_Kutipan_

Mongabay.co.id

Cerita Pasangkayu Terapkan Perikanan Budidaya Berkelanjutan

Kabupaten Pasangkayu di Sulawesi Barat menjadi daerah percontohan untuk pengembangan kawasan tambak udang berkelanjutan berbasis klasterisasi dengan pola teknologi semi intensif atau intensif. Selain teknologi tersebut, Pasangkayu juga menjadi pencontohan untuk budidaya polikultur di lahan seluas 50 hektare.

Direktur Kawasan dan Kesehatan Ikan Direktorat Jenderal Perikanan Budidaya Kementerian Kelautan dan Perikanan Arik Ari Wibowo mengatakan, dengan dimulainya program pengembangan tambak berkelanjutan di Pasangkayu, diharapkan ada perubahan pola pengelolaan usaha budidaya tambak. Perubahan itu, dari parsial menjadi pola klasterisasi.

_Tugas_
Lanjutkan artikel tentang tambak udang berkelanjutan di Pasangkayu, mulai setelah kalimat terakhirnya.

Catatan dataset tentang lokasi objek

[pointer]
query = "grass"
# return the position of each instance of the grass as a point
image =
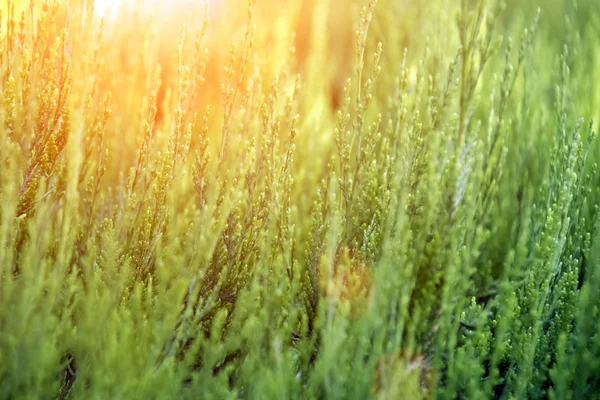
(281, 200)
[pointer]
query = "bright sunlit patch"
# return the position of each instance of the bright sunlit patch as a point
(109, 8)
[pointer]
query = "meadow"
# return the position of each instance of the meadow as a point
(294, 199)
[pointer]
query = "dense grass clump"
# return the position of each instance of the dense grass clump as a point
(279, 199)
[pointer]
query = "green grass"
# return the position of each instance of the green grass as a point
(411, 211)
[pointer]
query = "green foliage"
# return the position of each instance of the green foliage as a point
(426, 229)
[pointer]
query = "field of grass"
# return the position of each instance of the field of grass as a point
(300, 199)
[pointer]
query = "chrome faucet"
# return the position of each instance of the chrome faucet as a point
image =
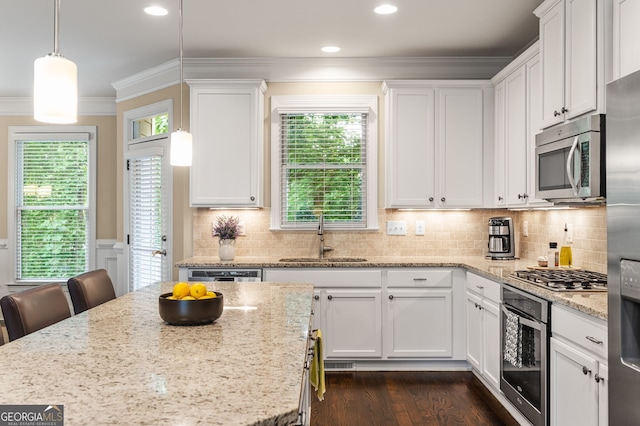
(322, 248)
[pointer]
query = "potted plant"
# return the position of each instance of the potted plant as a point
(227, 228)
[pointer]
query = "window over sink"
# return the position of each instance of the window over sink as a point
(324, 161)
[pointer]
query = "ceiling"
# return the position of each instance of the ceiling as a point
(112, 40)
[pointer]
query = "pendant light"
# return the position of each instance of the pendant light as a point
(55, 83)
(181, 141)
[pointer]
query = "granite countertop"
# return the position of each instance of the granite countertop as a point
(593, 304)
(120, 363)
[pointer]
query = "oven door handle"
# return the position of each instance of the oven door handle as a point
(572, 153)
(523, 320)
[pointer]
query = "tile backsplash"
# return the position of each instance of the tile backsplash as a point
(447, 233)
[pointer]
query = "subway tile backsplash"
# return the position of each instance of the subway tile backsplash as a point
(447, 233)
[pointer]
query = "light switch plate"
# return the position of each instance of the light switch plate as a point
(396, 227)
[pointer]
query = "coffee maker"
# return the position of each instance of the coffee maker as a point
(501, 238)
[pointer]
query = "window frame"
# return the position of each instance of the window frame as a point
(17, 133)
(294, 104)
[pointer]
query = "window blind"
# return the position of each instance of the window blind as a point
(323, 169)
(52, 208)
(146, 220)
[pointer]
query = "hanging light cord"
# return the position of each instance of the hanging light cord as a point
(181, 71)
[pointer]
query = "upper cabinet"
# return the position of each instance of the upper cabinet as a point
(436, 136)
(626, 33)
(227, 123)
(572, 60)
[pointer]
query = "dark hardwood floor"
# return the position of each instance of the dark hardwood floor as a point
(406, 398)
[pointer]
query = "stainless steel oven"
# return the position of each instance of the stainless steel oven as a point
(524, 373)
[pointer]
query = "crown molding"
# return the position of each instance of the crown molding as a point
(308, 69)
(23, 106)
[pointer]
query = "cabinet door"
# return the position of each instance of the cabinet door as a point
(459, 147)
(227, 128)
(474, 331)
(552, 50)
(491, 348)
(353, 323)
(626, 33)
(580, 61)
(573, 389)
(419, 323)
(516, 141)
(410, 147)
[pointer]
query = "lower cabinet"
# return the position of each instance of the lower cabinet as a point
(419, 323)
(578, 370)
(483, 327)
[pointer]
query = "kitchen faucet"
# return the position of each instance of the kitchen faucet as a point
(322, 248)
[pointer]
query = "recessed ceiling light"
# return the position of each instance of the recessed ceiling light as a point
(330, 49)
(385, 9)
(156, 10)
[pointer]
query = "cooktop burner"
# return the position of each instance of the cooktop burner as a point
(564, 280)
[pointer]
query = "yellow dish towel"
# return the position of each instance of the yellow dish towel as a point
(317, 367)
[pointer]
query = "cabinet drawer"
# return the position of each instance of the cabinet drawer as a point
(419, 278)
(330, 277)
(579, 329)
(484, 287)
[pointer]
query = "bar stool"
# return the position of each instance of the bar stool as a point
(34, 309)
(90, 289)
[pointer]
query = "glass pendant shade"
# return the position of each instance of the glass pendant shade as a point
(181, 151)
(55, 90)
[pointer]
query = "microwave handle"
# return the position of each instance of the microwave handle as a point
(572, 152)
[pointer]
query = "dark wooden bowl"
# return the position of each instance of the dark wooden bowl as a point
(190, 312)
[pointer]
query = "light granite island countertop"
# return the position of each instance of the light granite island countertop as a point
(120, 363)
(590, 303)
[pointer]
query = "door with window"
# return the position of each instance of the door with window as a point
(147, 209)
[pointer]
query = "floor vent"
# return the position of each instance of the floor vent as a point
(333, 365)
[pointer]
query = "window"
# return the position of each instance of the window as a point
(53, 201)
(324, 161)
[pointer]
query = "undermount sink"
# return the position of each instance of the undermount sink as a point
(326, 259)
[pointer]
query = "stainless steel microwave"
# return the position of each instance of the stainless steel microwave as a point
(570, 162)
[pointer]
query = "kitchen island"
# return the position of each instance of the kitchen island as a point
(120, 363)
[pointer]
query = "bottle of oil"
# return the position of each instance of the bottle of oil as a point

_Hasil Tugas_
Arik menjelaskan, optimalisasi kawasan budidaya udang berbasis klasterisasi yang dilaksanakan di Pasangkayu, dilaksanakan dengan kegiatan rehabilitasi jaringan irigasi tambak, pembuatan akses jalan produksi, pembuatan jaringan listrik, rehabilitasi kontruksi dasar tambak, dan pematang tambak. Kemudian, penyediaan sarana input produksi, pendampingan teknis dan usaha, serta kemitraan berkelanjutan.

Untuk kawasan tambak klasterisasi seluas 50 ha, Arik menyebutkan bahwa itu berlokasi di Kecamatan Sarjo dan akan digunakan sebagai kawasan utama untuk budidaya udang vaname yang luasnya mencapai 25 hektare. Untuk budidaya tersebut, akan digunakan sistem kemitraan. Kemudian, sisa lahan seluas 25 ha akan digunakan untuk kawasan budidaya polikultur dan budidaya bandeng dengan sistem mandiri.

“Untuk polikultur itu 30 persen dan bandeng 20 persen,” jelasnya, pekan lalu.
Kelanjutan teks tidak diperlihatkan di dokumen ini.